▶ [WHAT IS NEEDED]: Rewrite everything from the line containing "Every instance of the soldier in" down to the end of the records, requests included, with every point coordinate in the answers multiplied by 2.15 and rounded to a whole number, halves rounded up. Leave the pictures out.

====================

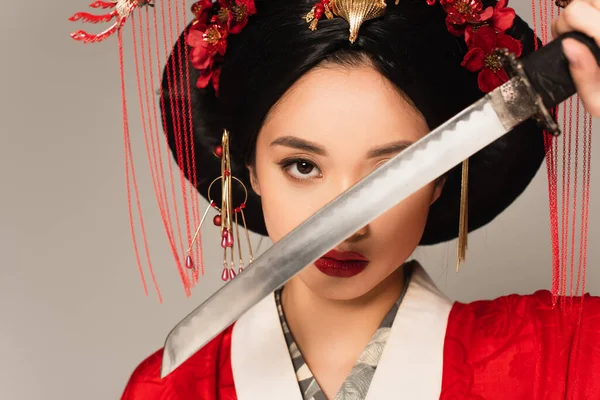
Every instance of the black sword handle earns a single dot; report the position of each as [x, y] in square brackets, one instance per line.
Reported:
[548, 69]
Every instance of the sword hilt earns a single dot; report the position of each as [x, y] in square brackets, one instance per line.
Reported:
[547, 73]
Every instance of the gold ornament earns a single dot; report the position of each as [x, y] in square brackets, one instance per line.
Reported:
[356, 12]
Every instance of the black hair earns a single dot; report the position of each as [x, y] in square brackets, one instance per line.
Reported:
[410, 45]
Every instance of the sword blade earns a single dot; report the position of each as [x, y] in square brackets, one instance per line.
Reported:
[424, 161]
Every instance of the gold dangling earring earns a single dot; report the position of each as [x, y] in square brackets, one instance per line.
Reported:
[463, 224]
[227, 216]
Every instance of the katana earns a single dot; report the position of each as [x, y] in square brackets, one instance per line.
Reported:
[537, 84]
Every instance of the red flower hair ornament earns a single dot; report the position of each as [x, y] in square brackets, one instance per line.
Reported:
[208, 35]
[483, 28]
[484, 31]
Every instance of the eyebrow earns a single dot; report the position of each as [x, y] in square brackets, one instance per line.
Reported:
[389, 149]
[300, 144]
[311, 147]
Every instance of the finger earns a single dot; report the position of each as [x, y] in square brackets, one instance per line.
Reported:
[585, 72]
[579, 16]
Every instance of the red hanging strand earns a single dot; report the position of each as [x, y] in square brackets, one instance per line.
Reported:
[129, 166]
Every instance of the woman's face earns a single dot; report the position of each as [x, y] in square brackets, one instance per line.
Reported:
[333, 127]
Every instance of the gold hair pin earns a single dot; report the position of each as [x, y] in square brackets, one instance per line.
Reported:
[355, 12]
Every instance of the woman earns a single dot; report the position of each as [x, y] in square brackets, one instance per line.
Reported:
[311, 112]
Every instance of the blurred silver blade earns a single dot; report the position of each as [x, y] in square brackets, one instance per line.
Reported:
[438, 152]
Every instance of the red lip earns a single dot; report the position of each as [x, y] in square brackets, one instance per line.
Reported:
[345, 256]
[342, 264]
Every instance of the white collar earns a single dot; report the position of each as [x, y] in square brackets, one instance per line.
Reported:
[412, 360]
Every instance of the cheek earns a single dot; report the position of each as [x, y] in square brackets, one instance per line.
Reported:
[401, 228]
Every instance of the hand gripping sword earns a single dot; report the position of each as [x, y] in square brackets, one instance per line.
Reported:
[538, 83]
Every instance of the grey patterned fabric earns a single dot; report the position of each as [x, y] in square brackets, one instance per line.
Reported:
[356, 385]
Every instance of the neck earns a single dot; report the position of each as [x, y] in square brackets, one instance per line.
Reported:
[331, 334]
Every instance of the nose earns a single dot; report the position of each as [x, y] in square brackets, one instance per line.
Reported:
[359, 234]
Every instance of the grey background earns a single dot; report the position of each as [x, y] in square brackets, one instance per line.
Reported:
[75, 322]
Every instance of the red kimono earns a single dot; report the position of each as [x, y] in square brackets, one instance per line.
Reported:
[514, 347]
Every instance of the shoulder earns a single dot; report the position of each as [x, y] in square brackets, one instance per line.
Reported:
[196, 377]
[506, 314]
[530, 346]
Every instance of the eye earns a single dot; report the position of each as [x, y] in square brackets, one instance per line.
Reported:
[301, 169]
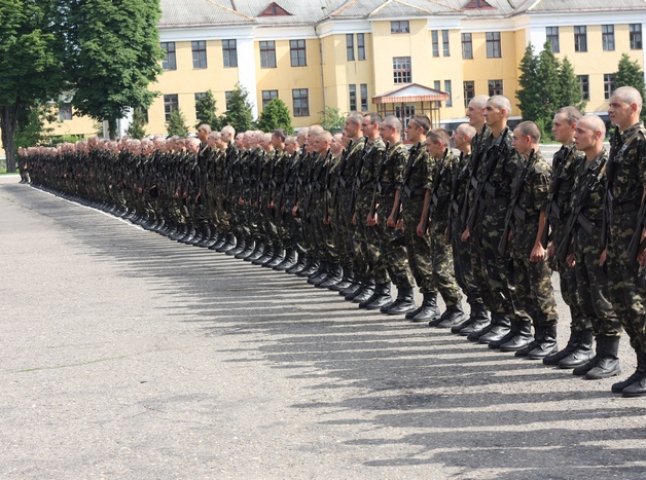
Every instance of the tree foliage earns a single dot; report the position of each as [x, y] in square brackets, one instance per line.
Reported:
[239, 114]
[331, 119]
[275, 115]
[113, 55]
[31, 63]
[630, 74]
[176, 125]
[206, 109]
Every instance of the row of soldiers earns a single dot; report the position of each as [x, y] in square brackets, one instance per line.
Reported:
[360, 211]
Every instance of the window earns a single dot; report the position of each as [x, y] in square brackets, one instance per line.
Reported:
[65, 111]
[361, 46]
[467, 46]
[268, 96]
[199, 54]
[469, 92]
[349, 46]
[445, 44]
[230, 53]
[608, 81]
[402, 72]
[493, 45]
[268, 54]
[635, 36]
[552, 34]
[436, 43]
[399, 26]
[608, 37]
[170, 61]
[364, 97]
[448, 89]
[228, 96]
[297, 53]
[495, 87]
[584, 81]
[301, 102]
[352, 90]
[171, 103]
[580, 38]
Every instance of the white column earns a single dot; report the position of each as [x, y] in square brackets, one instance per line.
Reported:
[247, 71]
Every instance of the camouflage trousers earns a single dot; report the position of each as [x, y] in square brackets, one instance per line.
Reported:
[626, 297]
[443, 269]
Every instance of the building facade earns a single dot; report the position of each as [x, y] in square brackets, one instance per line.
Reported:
[393, 56]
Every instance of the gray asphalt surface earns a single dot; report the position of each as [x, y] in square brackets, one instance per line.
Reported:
[124, 355]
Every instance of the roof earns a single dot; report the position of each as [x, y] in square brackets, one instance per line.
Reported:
[413, 92]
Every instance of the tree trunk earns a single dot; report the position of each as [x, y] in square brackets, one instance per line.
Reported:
[8, 124]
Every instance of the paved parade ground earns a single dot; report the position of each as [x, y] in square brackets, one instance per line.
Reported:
[124, 355]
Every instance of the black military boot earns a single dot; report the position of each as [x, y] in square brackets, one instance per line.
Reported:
[638, 376]
[608, 363]
[312, 266]
[279, 256]
[241, 244]
[429, 310]
[366, 291]
[522, 330]
[335, 276]
[319, 275]
[478, 318]
[379, 299]
[291, 257]
[582, 352]
[546, 343]
[500, 327]
[404, 302]
[267, 255]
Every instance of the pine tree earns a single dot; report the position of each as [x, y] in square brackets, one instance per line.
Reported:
[206, 110]
[275, 115]
[137, 128]
[569, 87]
[548, 85]
[176, 125]
[630, 74]
[529, 100]
[238, 113]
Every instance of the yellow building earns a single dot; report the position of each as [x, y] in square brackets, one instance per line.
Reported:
[393, 56]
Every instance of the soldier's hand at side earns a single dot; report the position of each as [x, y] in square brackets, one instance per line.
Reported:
[538, 253]
[603, 257]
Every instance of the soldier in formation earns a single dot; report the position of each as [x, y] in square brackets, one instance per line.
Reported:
[360, 211]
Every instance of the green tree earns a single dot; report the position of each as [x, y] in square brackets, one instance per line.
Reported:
[238, 113]
[206, 110]
[569, 87]
[548, 84]
[275, 115]
[529, 92]
[332, 120]
[630, 74]
[113, 55]
[31, 61]
[176, 125]
[137, 128]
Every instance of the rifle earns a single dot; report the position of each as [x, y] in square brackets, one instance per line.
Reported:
[515, 198]
[377, 180]
[357, 178]
[566, 241]
[608, 197]
[496, 152]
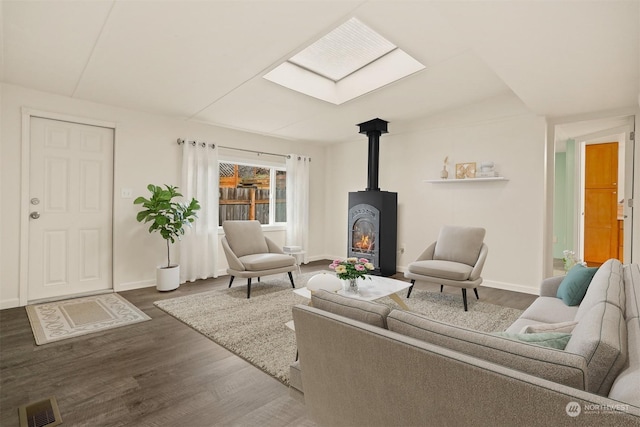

====================

▶ [TASK ANSWER]:
Every instance of the soldier in formation earns a single dot; report the position of each as [x, y] in square brackets, one instance per line.
Reported:
[774, 454]
Every instance of the green tree earns a single dot; report the position of each as [x, y] in square brackets, one instance per line.
Reported:
[512, 243]
[443, 237]
[1223, 187]
[1178, 181]
[591, 247]
[1137, 198]
[714, 258]
[1355, 159]
[243, 118]
[67, 131]
[378, 269]
[295, 275]
Every instance of the rifle earns a single dot; report the position of each as [x, y] in square brackets, one instance per line.
Reported:
[1107, 426]
[811, 387]
[768, 383]
[1217, 518]
[1307, 424]
[1066, 327]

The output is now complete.